* _Текст страницы_
□ □ □ □

Правда, существует мнение, будто его фамилия появилась в печати гораздо раньше: все тот же Симон Попиашвили, его приказчик в молочной лавке, рассказывал Шалве Дадиани, будто в 1902 или 1903 году персидский консул опубликовал в некой «торговой газете» письмо (или статью, потому что в грузинском языке это синонимы) о Пиросманашвили и тот даже ответил ему, а завязавшаяся полемика заинтересовала «весь город» [121] . Сказанное звучит загадочно, хотя не может быть отвергнуто полностью. На каком-то реальном факте эта легенда безусловно основывается: она слишком фантастична, для того чтобы ее можно было выдумать. То же самое сообщает и Кирилл Зданевич [122] , но, скорее всего, уже из вторых рук. Правда, нелишне вспомнить, что персидский консул в Тифлисе какое-то время снимал квартиру у семьи Зданевичей (об этом упоминает Константин Паустовский).
121
Дадиани Ш. Пиросмани: Новые биографические сведения // Бахтриони. 1922. 11 сентября.
122
Зданевич К. Нико Пиросманашвили // Нико Пиросманашвили [Сборник]. Тифлис, 1926. С. 90.
Пока же легенда остается легендой. Вовсе не исключено, что на живопись Пиросманашвили и раньше обращали внимание и профессионалы, но вряд ли кто-нибудь из них был в состоянии оценить ее. Дело было не в чуткости отдельного человека: понадобились новые условия, новый этап развития художественной культуры, чтобы у художников вдруг открылись на него глаза, да и то не у всех, а
«Неопримитивизм», выразившийся в конце первого десятилетия XX века в творчестве Наталии Гончаровой и Михаила Ларионова, Александра Шевченко и ряда других художников, был явлением скандальным в глазах большинства современников. По существу же своему он имел основания очень глубокие. Его пробудила тоска по цельности, ясности и непосредственности — тем качествам, которых, как виделось его зачинателям, все более и более не хватало художественной культуре XX века. «Неопримитивисты» обратились к различным формам художественного творчества, лежавшим вне традиции профессионального «ученого» искусства — к примитиву.

□ □ □ □

* _Задание_
Установите, согласуется ли каждое из трех утверждений с текстом о Пиросманашвили; на каждое ответьте «да» или «нет» и приведите решающие слова текста в точной цитате.
1. Симон Попиашвили служил у Пиросманашвили приказчиком в молочной лавке.
2. О том, что персидский консул снимал квартиру у семьи Зданевичей, упоминает Кирилл Зданевич.
3. Большинство современников считали «неопримитивизм» скандальным явлением.
Опирайтесь исключительно на приведенный текст.

* _Предоставленные записи_
□ □ □ □

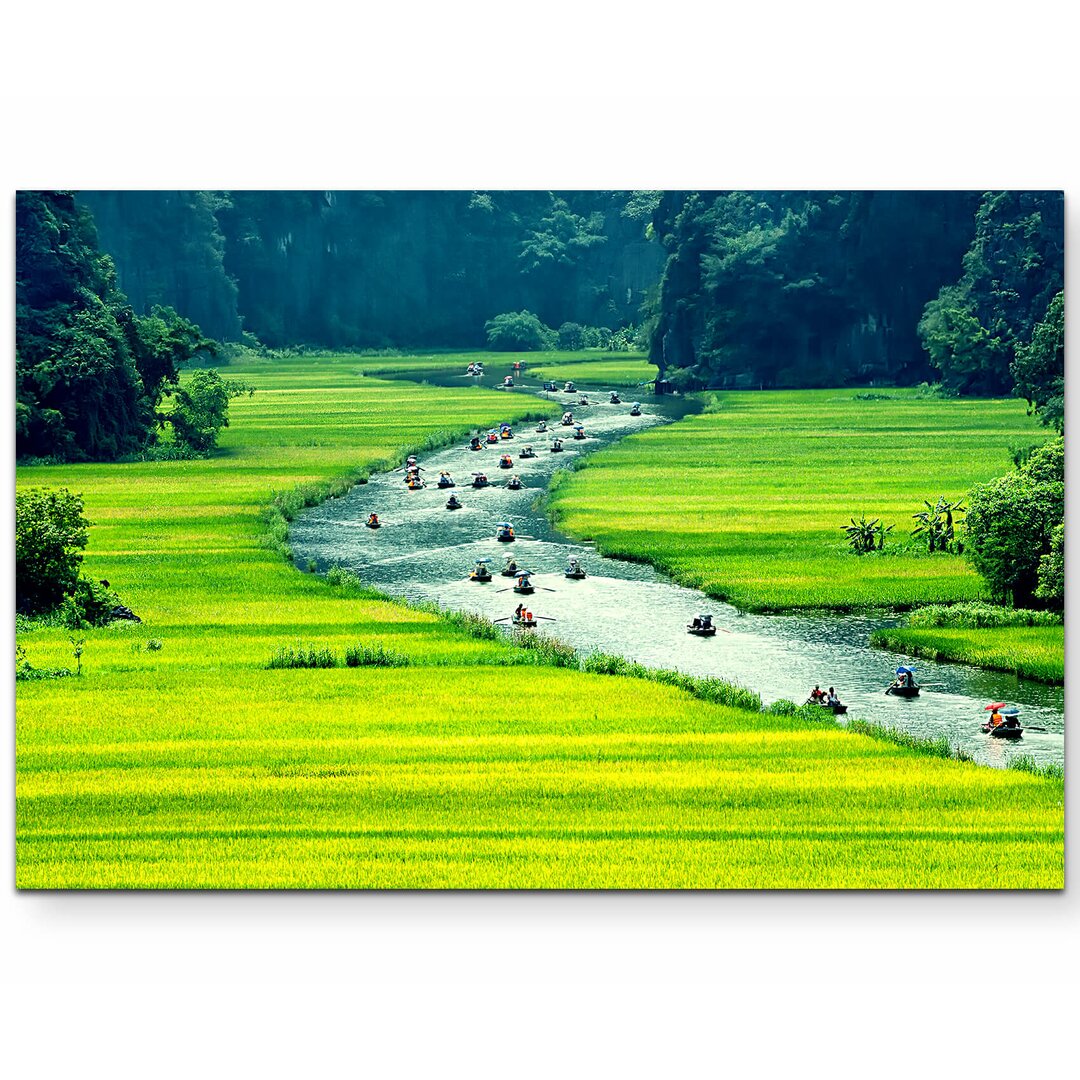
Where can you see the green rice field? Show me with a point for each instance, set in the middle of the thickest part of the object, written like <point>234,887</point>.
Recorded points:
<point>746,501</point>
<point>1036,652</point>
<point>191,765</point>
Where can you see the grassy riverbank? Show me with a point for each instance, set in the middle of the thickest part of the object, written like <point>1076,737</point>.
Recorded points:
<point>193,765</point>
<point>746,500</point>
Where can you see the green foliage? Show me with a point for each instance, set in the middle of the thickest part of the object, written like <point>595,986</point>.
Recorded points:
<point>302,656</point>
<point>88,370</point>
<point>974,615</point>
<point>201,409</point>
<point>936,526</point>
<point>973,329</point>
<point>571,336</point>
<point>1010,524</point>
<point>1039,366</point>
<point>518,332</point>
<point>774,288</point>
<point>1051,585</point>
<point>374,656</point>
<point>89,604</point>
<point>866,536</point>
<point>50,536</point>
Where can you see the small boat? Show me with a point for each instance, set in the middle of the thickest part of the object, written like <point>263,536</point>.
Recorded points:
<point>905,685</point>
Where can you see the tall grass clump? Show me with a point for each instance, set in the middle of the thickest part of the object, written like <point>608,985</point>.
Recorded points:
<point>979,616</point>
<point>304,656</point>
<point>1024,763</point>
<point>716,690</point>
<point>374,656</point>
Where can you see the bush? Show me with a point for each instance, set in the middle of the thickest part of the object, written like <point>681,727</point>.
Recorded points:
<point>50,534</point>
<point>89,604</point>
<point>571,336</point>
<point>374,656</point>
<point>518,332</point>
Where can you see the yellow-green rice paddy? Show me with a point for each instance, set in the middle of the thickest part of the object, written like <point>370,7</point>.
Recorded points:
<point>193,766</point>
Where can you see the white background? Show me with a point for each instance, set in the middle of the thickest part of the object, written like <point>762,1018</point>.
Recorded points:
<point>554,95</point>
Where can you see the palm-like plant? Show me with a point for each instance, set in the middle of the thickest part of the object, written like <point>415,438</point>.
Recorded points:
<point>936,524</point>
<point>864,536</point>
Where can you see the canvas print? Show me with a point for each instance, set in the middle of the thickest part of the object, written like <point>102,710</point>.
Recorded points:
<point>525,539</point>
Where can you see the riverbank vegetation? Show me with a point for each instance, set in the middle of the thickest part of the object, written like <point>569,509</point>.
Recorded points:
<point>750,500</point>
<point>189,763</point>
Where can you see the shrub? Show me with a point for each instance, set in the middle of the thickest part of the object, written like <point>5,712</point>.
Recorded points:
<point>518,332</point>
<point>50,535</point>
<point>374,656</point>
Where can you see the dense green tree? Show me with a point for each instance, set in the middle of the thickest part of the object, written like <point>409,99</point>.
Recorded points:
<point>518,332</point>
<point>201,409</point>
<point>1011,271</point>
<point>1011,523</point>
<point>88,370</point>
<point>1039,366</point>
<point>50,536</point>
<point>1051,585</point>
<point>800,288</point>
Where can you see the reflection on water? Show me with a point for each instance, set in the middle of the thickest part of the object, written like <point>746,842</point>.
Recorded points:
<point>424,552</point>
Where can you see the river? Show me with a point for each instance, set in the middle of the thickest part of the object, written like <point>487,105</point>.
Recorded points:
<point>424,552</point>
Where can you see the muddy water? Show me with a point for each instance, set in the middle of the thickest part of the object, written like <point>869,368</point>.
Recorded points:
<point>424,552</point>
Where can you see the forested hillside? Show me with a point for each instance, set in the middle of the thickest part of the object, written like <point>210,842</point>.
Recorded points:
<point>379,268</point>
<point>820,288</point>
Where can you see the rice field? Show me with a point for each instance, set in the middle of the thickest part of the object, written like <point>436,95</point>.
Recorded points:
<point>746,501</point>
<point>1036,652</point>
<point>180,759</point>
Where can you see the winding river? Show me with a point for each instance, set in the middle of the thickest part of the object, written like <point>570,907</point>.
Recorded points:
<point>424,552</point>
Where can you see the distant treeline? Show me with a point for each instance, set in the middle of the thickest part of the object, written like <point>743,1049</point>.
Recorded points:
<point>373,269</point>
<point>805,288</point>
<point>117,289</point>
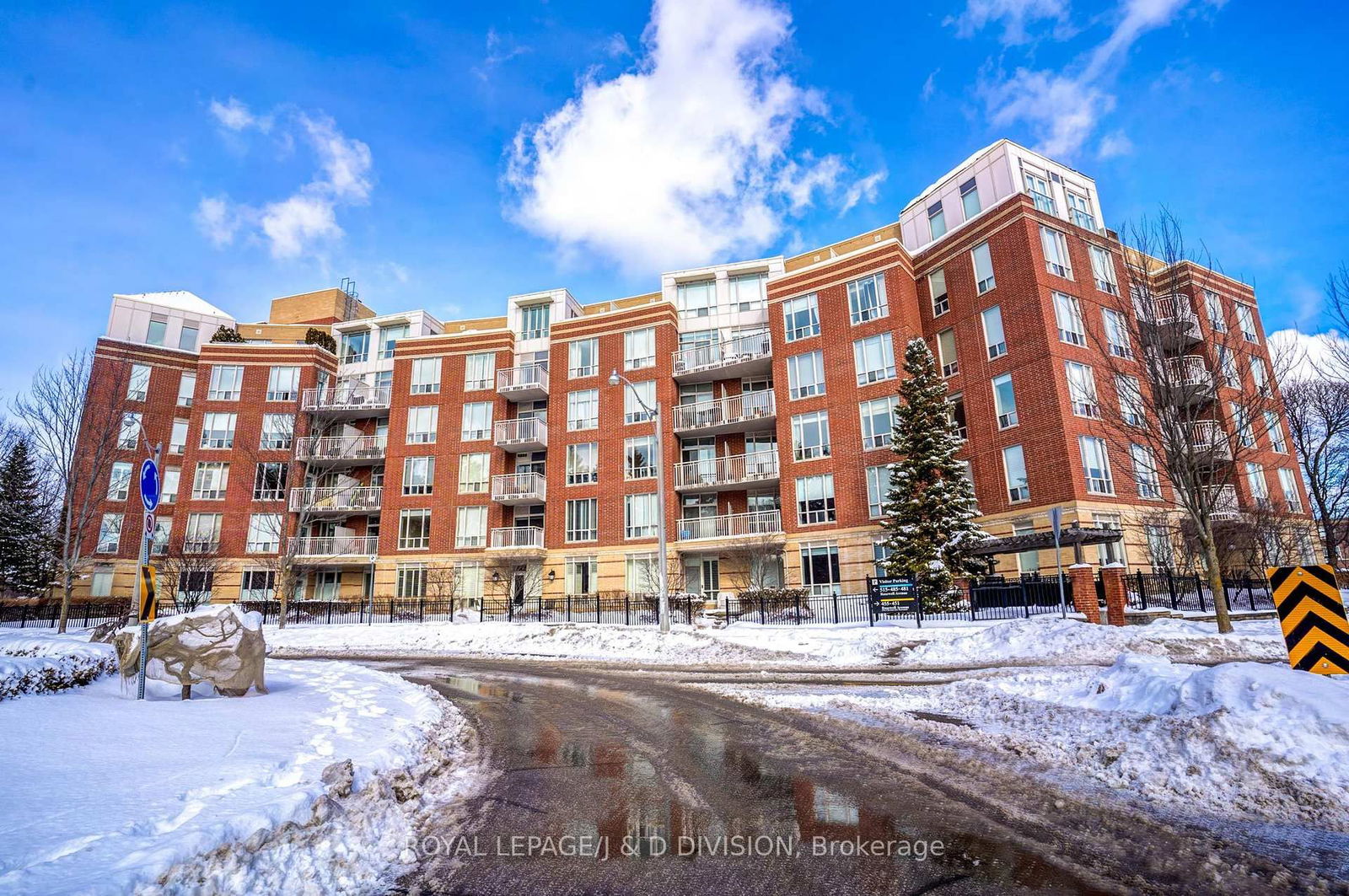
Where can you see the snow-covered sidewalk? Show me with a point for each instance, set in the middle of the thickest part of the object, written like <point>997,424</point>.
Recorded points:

□ □ □ □

* _Решение задачи_
1. Да: «его приказчик в молочной лавке».
2. Нет: «(об этом упоминает Константин Паустовский)».
3. Да: «был явлением скандальным в глазах большинства современников».